■ **Supplied material**
»»

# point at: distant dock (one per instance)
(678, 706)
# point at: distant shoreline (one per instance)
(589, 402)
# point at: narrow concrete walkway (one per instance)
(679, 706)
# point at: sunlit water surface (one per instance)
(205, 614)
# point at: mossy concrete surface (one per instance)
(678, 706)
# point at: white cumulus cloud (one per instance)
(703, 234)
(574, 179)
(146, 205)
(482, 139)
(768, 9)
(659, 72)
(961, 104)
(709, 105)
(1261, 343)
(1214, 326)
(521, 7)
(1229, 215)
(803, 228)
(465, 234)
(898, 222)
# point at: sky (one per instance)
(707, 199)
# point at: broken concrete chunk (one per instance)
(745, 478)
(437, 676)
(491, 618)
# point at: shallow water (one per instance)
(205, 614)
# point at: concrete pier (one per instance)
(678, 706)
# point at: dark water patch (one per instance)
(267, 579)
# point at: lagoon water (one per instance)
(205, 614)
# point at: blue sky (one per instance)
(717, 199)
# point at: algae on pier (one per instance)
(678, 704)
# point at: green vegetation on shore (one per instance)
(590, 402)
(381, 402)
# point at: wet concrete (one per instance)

««

■ **Your instructions**
Swap "pier" for "jetty" throughout all of the records above and reproduce them with everything else unchanged.

■ **Solution below**
# point at: distant dock (one per instance)
(678, 706)
# point at: distant shoreline (one per instance)
(589, 402)
# point at: narrow concrete walkway (one per instance)
(679, 706)
# point at: sunlit water surface (one per instance)
(205, 614)
# point at: mossy concrete surface (one per instance)
(678, 706)
# point at: white cumulus cloud (one per instance)
(703, 234)
(574, 179)
(146, 205)
(482, 139)
(768, 9)
(659, 72)
(961, 104)
(709, 105)
(1261, 343)
(1214, 326)
(521, 7)
(1229, 215)
(803, 228)
(465, 234)
(898, 222)
# point at: sky (one per instance)
(707, 199)
# point at: broken concrete chunk (one per instance)
(745, 478)
(437, 676)
(491, 618)
# point at: shallow water (one per instance)
(205, 614)
# point at: concrete jetty (one per instance)
(678, 706)
# point at: dark water patch (one per instance)
(267, 579)
# point at: lagoon water (one per instance)
(205, 614)
# point at: blue sky (one per instance)
(717, 199)
# point at: algae on jetty (one per instance)
(678, 704)
# point at: green vegetation on shore (one per instance)
(590, 402)
(381, 402)
# point at: wet concrete (one per instance)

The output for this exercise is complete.